* [EXERCISE]
Transcribe the stretch of the article on Bennett, Coleman's private treaties business from "Unlisted companies in" through "changing market conditions.".

* [PAGE EXCERPT]
═══
|Bennett, Coleman's private treaties business sees sharp value erosion|
|Shuchi Bansal & B G Shirsat / New Delhi/mumbai May 11, 2009, 0:15 IST|
Equity in listed firms sees 50% dip.
“Private treaties” was one of the most innovative revenue schemes thought up by Bennett, Coleman & Co, which publishes the Times of India and other titles. In return for advertising in group publications, Bennett would get equity in the company doing the advertising. The pay-off would come when the equity was offloaded for a profit (with long-term capital gains being free of tax).
This unusual barter idea was born four years ago, and grew rapidly as a business, with a sales team of 140 people doing ads-for-equity deals all over the country. By one account, the revenue booked totalled as much as 20 per cent of the company’s ad sales revenue in the last financial year.
But the stock market slump has now made the scheme come unstuck. Bennett has lost 50 per cent of its equity investments in listed companies (see table on Page 16; no information is available on unlisted companies). From Rs 624 crore, the value of its investments is down to around Rs 308 crore. Times Treaties’ stock in Pantaloon Retail, Videocon, Gitanjali Gems and Sahara One Media have taken a major hit. Overall, the total value of investment in the treaties business is said to have declined from Rs 2,700 crore to Rs 1,350 crore.
That figure is contested by S Sivakumar, Private Treaties CEO and acting CFO of Bennett, Coleman. He said although the value of investments in private treaties has declined, the Rs 2,700 crore figure is an exaggeration. “The total investment value in the business is closer to Rs 2,000 crore, he said. Besides, listed companies are only a small percentage of the 240 treaty clients, he added.
Unlisted companies in the Times Treaties portfolio have also lost 40 per cent of their investment value, according to him.
Still, the Treaties division has been trimmed, from 140 to 100 people.
THE company has also tweaked its business model to meet the changing market conditions.
Not all Times Treaties are equity-based. Real estate companies offer property in exchange for advertising space. In other product categories, the contracts are sales-linked, under which between 55 and 70 per cent of the payment for advertisements is in cash. The remaining compensation is linked to sales.
═══
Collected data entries
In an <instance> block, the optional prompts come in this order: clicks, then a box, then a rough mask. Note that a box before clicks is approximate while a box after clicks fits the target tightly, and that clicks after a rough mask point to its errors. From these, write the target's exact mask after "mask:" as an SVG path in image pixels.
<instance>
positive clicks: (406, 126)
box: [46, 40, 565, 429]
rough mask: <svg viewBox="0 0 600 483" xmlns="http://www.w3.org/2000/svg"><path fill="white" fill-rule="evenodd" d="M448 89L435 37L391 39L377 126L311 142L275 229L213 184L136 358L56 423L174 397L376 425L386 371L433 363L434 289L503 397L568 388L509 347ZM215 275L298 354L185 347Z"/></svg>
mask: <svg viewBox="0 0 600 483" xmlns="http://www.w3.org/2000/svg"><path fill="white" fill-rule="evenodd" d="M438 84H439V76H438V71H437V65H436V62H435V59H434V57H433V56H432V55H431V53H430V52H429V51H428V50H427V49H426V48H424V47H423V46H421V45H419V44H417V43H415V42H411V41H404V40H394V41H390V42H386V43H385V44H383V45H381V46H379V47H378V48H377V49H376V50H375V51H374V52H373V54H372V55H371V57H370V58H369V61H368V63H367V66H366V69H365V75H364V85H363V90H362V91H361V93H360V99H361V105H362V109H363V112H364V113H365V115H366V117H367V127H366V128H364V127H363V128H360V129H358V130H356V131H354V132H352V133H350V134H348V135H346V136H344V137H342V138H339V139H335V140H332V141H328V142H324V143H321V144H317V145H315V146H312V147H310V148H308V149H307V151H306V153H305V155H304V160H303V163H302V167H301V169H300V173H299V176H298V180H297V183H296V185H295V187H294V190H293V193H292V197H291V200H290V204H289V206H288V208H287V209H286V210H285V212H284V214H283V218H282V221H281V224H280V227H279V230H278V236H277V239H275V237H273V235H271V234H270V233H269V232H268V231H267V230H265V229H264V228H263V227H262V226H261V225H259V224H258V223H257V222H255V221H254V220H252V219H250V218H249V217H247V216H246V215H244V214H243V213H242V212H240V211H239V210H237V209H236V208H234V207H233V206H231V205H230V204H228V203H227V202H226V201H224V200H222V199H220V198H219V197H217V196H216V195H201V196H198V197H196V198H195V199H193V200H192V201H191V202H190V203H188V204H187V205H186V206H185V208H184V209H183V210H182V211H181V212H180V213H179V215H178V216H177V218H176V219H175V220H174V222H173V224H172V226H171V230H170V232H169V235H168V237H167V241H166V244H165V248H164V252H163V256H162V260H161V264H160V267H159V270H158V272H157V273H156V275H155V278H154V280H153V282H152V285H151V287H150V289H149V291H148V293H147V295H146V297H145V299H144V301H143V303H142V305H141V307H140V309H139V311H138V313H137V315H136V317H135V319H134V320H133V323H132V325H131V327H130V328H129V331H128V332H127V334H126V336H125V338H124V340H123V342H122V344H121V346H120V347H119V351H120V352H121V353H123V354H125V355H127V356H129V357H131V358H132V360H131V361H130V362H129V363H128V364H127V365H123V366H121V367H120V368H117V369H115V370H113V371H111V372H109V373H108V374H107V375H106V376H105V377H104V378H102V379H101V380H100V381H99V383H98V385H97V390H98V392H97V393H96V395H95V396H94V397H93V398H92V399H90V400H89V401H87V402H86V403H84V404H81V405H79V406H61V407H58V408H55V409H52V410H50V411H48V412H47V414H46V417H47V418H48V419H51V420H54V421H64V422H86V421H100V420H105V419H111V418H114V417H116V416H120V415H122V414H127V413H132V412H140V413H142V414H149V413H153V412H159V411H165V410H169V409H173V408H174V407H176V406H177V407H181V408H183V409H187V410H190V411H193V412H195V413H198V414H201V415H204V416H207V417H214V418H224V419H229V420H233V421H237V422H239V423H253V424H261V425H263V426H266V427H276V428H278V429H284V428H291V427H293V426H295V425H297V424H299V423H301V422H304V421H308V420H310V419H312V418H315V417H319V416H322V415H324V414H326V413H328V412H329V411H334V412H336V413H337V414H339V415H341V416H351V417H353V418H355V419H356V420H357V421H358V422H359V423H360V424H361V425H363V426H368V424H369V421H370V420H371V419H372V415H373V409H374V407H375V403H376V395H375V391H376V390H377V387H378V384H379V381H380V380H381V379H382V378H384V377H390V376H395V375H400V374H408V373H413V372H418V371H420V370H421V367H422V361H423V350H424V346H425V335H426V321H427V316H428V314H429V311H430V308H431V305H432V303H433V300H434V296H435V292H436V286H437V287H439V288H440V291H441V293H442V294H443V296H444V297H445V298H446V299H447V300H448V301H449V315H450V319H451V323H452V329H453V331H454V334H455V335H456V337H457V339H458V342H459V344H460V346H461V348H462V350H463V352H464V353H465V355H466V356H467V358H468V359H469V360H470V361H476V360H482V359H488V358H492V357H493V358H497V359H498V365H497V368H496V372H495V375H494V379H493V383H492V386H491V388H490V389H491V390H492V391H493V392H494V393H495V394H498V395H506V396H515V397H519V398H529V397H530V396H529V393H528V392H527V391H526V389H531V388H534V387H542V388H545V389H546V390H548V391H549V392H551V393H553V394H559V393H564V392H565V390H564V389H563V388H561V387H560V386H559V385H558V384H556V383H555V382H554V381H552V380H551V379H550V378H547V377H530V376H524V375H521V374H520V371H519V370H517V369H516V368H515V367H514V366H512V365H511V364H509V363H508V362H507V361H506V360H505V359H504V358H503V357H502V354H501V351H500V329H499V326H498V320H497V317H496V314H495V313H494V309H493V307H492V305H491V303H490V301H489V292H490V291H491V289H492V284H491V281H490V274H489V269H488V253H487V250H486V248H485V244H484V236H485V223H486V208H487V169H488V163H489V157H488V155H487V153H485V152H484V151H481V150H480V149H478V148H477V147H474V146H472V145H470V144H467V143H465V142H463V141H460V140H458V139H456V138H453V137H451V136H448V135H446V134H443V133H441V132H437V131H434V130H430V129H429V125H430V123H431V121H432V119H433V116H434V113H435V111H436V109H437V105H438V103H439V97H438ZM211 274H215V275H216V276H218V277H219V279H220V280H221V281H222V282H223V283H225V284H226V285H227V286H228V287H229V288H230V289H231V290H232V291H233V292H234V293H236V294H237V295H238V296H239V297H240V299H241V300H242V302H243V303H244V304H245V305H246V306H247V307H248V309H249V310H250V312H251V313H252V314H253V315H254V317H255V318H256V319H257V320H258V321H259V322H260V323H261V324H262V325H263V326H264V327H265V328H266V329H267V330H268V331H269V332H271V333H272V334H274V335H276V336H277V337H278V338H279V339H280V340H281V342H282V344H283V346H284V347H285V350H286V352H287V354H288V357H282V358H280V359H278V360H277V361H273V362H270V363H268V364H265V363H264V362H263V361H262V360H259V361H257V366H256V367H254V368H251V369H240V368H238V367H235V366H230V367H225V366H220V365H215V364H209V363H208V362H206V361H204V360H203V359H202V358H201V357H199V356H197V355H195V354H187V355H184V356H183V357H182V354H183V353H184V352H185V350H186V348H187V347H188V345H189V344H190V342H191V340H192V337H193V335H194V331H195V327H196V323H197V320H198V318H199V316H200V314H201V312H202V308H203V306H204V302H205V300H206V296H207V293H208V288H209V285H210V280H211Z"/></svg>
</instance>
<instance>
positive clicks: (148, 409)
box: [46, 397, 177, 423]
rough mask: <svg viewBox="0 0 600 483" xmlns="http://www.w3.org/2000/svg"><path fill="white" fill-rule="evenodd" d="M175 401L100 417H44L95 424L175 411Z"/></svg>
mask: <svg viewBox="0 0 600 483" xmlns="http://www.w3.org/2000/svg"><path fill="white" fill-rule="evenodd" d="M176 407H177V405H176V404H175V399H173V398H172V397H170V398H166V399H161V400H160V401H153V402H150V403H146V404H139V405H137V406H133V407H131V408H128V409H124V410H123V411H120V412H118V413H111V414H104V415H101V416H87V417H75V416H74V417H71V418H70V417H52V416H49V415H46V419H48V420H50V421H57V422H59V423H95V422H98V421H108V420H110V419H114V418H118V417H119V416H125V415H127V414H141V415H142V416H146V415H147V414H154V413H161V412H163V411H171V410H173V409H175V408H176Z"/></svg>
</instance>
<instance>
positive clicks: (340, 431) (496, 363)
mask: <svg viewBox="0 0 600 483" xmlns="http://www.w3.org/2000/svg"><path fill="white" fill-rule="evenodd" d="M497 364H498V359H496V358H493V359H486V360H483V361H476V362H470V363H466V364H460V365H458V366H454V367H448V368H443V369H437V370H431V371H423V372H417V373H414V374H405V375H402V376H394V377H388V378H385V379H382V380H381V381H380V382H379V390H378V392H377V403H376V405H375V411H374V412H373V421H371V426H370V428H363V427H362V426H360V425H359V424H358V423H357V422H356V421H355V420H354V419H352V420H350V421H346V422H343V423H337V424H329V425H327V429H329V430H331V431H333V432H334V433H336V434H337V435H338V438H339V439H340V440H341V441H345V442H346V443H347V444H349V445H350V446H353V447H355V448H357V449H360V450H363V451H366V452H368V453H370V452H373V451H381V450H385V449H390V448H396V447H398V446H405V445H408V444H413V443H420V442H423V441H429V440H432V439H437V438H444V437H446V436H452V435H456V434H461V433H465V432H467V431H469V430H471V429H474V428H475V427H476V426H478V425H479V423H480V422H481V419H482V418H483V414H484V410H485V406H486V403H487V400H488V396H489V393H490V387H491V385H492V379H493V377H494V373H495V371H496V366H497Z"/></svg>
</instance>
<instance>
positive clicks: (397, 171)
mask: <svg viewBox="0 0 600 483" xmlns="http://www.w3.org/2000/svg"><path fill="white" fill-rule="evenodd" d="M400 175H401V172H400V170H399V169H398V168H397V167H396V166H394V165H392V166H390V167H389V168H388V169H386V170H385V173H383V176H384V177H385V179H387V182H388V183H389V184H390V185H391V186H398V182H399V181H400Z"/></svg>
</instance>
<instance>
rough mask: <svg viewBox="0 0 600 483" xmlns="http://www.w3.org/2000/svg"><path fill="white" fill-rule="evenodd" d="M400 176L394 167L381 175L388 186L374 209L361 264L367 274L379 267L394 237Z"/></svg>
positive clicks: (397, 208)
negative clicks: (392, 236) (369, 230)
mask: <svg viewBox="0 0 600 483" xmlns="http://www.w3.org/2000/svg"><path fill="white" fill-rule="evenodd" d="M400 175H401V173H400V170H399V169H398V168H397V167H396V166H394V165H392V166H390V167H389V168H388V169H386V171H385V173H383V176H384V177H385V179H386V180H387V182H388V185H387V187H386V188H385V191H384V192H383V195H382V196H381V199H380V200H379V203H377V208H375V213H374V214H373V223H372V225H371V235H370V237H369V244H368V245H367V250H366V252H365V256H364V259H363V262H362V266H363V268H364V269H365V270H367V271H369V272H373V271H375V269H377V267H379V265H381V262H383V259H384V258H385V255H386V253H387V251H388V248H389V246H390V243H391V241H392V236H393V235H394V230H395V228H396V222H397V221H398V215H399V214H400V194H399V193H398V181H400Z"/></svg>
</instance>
═══
* [RESPONSE TO THE EXERCISE]
Unlisted companies in the Times Treaties portfolio have also lost 40 per cent of their investment value, according to him.
Still, the Treaties division has been trimmed, from 140 to 100 people.
THE company has also tweaked its business model to meet the changing market conditions.